EXERCISE PROMPT:
Copy out every line below that contains the string "cloth", treating uppercase and lowercase as different.

MATERIAL PROVIDED:
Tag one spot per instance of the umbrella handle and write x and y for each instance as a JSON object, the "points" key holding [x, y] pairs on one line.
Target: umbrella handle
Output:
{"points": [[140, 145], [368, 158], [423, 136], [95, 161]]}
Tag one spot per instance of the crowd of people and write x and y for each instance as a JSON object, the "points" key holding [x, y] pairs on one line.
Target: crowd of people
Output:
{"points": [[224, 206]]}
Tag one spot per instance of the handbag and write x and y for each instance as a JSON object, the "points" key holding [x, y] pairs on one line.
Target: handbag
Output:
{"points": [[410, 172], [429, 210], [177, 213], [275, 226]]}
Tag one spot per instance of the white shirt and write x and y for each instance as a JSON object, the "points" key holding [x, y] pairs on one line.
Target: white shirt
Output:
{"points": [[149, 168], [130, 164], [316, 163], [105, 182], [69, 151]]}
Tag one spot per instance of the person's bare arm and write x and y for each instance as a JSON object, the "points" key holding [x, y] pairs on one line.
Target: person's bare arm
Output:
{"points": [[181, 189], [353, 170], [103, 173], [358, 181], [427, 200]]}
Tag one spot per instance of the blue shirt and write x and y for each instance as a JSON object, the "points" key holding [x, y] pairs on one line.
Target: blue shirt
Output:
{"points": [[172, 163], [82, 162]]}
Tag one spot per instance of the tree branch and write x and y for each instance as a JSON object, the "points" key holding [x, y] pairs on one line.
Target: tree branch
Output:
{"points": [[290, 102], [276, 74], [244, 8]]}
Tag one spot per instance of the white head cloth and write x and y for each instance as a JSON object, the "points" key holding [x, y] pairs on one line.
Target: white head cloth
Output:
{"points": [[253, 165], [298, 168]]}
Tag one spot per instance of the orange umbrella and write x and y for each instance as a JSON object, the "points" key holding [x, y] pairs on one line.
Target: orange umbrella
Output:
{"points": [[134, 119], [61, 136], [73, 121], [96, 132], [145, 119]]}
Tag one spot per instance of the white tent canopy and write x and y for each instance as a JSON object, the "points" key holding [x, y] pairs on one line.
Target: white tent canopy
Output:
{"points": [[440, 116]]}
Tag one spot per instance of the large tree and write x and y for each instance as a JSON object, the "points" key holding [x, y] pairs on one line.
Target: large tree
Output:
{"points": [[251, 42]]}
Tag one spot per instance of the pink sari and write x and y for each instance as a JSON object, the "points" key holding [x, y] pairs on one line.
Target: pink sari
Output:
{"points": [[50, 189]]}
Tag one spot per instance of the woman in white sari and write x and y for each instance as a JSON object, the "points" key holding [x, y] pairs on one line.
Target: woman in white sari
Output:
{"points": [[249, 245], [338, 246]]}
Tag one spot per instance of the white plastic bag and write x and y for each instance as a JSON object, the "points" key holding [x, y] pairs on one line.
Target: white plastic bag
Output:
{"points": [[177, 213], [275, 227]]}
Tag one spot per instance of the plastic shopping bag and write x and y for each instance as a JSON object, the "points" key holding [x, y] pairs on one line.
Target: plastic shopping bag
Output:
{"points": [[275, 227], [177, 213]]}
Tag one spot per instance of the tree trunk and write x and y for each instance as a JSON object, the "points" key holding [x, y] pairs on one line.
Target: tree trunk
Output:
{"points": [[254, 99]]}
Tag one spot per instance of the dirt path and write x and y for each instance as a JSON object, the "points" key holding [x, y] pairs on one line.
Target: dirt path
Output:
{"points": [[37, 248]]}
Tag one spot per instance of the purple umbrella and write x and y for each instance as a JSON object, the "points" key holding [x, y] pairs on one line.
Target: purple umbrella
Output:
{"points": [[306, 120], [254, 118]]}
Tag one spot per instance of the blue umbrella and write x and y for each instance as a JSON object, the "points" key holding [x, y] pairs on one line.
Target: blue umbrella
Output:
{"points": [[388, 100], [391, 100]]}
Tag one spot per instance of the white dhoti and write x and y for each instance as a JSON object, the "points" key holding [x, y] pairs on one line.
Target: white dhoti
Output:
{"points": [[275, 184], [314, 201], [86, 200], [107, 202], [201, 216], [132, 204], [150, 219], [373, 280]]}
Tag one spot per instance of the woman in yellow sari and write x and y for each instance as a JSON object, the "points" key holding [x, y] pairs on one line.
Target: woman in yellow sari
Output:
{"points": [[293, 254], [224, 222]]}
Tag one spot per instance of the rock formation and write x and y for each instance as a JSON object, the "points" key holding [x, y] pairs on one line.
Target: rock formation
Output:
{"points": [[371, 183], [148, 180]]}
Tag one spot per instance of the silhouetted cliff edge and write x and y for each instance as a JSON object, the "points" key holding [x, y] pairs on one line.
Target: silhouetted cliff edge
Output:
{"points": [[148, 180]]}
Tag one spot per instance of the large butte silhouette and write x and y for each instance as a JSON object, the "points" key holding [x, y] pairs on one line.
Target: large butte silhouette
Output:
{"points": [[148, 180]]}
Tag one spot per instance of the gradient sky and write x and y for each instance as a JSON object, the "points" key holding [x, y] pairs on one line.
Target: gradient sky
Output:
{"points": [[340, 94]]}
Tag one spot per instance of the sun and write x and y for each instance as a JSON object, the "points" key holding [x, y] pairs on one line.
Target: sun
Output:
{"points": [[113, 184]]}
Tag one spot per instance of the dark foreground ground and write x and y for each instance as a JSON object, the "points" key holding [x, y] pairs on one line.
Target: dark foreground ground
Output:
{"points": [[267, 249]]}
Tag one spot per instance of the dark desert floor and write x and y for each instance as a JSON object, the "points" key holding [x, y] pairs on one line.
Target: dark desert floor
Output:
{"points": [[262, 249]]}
---
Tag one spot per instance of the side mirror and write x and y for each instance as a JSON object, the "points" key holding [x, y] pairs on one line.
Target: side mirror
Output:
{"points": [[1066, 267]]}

RESPONSE BELOW:
Tag one spot per instance of the white head cloth and write x and y for each instance as a JSON object, the "points" key holding [x, y] pairs on one line.
Target: white head cloth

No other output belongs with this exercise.